Directive. Collect every row below that contains the string "white". Copy each one in full.

Position annotation rows:
— start —

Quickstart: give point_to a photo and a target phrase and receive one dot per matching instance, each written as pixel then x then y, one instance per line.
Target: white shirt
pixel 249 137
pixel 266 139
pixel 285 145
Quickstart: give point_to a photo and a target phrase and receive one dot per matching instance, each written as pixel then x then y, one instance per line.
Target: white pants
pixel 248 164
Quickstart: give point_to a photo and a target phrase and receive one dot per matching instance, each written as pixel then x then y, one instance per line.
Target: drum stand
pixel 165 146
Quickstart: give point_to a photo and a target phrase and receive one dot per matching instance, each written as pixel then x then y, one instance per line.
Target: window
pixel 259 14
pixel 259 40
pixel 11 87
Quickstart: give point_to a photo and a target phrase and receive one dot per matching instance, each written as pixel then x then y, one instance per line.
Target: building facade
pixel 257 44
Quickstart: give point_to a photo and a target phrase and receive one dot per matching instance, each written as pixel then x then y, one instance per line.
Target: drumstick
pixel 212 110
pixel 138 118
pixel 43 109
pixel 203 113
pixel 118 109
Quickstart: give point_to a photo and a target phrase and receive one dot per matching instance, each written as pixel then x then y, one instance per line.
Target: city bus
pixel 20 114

— end —
— start —

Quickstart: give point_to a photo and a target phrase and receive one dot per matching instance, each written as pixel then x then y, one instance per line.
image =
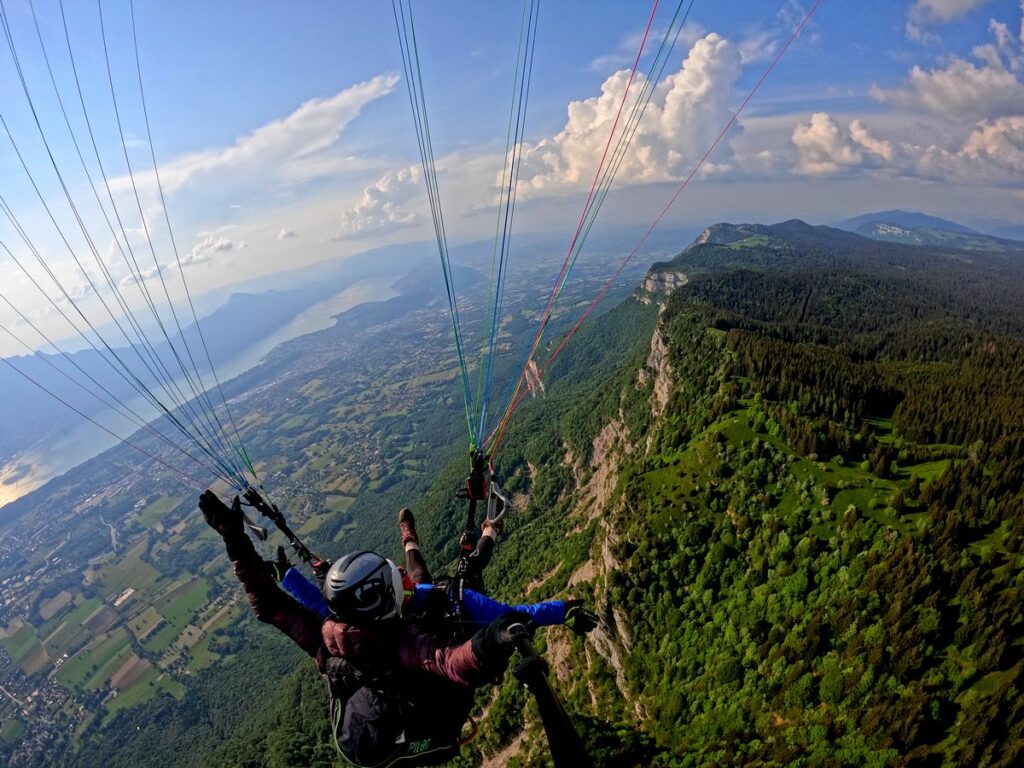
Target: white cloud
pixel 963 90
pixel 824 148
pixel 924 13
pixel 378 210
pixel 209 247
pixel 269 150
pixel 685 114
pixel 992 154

— end —
— start —

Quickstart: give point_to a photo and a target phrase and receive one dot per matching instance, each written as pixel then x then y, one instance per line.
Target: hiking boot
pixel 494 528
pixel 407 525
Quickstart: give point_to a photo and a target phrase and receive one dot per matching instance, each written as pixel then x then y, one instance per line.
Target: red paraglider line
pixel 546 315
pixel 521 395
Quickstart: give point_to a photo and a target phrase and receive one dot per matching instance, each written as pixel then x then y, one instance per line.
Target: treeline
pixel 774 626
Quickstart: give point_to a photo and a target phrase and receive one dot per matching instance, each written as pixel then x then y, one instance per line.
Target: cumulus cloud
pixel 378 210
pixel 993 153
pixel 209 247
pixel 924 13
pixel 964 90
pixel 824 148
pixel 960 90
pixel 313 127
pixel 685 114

— end —

Response to the exercise.
Target: white shirt
Target: white pants
Target: white cloud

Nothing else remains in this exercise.